* start Recorded information *
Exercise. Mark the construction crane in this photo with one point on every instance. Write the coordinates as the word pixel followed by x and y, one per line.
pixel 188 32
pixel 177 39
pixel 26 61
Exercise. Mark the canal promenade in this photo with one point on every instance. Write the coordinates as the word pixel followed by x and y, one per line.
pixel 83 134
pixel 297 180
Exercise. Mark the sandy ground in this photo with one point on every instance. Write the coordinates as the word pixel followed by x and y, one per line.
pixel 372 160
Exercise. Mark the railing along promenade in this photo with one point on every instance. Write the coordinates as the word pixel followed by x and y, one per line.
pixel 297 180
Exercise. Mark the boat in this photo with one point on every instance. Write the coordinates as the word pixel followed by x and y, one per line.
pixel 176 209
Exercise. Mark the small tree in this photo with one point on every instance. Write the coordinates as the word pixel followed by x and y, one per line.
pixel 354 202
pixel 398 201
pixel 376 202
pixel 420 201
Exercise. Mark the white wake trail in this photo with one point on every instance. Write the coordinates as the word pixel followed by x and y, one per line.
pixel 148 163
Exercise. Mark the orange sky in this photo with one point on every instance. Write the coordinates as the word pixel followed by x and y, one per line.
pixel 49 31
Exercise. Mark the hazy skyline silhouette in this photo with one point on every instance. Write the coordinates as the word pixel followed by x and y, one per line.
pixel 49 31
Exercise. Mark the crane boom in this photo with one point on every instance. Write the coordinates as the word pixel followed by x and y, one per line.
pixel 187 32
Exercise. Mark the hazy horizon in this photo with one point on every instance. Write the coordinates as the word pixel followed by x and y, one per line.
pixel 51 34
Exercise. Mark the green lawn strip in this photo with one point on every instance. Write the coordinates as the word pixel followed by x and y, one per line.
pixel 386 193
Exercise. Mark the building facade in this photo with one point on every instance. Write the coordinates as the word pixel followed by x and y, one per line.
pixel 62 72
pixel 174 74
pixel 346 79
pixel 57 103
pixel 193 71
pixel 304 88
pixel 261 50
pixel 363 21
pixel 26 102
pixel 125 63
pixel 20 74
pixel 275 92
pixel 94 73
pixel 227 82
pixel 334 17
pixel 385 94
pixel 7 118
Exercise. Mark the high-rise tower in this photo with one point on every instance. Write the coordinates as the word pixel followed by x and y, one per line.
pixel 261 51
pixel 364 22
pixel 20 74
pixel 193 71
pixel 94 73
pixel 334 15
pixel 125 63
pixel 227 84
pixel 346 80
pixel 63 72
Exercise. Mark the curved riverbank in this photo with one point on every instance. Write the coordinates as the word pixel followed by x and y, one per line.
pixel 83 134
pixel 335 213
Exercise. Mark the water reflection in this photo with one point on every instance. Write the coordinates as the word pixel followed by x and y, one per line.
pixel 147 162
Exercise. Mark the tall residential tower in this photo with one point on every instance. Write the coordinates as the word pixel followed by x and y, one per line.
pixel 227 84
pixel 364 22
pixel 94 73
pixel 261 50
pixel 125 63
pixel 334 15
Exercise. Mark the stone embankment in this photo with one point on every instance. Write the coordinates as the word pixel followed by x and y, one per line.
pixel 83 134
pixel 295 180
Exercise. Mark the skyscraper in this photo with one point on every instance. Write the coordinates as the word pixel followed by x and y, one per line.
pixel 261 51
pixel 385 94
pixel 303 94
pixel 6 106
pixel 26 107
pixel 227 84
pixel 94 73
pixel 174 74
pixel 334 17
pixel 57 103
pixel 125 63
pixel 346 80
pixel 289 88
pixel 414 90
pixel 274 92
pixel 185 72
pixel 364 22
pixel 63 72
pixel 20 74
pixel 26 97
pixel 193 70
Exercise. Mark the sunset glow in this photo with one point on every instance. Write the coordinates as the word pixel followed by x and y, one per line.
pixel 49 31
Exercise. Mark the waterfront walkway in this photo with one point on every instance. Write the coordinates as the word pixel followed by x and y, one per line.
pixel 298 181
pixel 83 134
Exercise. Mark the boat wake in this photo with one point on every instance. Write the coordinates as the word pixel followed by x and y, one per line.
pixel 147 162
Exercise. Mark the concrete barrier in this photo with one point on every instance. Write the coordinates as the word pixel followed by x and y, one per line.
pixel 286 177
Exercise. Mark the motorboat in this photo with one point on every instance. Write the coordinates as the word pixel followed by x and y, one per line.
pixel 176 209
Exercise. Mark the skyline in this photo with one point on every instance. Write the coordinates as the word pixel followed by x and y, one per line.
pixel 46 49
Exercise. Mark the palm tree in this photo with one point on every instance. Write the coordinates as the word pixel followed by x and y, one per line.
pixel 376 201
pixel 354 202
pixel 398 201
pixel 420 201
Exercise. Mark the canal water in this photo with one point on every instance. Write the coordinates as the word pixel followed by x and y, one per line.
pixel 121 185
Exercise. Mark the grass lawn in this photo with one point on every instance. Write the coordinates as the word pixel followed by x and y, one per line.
* end Recorded information *
▸ **Brief**:
Extract exactly the lines between the line containing "Exercise. Mark the boat wake" and the end of the data, including both.

▸ **Solution to the exercise**:
Exercise. Mark the boat wake in this photo with one point on every instance. Write the coordinates as the word pixel followed by x and y, one per line.
pixel 147 162
Exercise. Mark the concrete barrier in this photo with one point on every instance. Write the coordinates as the word pixel followed by x and y, one per line.
pixel 286 177
Exercise. Mark the motorboat in this photo with one point on every instance. Write the coordinates as the word pixel followed by x and y, one per line.
pixel 176 209
Exercise. Mark the skyline in this photo with one point on every instance. Write the coordinates as the word pixel followed by x and y, one per line.
pixel 46 49
Exercise. Mark the palm tree in this photo with one point on every instance. Write the coordinates as the word pixel followed by x and y, one per line.
pixel 376 201
pixel 354 202
pixel 398 201
pixel 420 201
Exercise. Mark the canal water in this photo with one point on every instance. Write the coordinates as the word pixel followed by x and y, one per line.
pixel 121 185
Exercise. Mark the grass lawn in this photo with one point on every instance. Write the coordinates as the word pixel followed by x and y, one per line.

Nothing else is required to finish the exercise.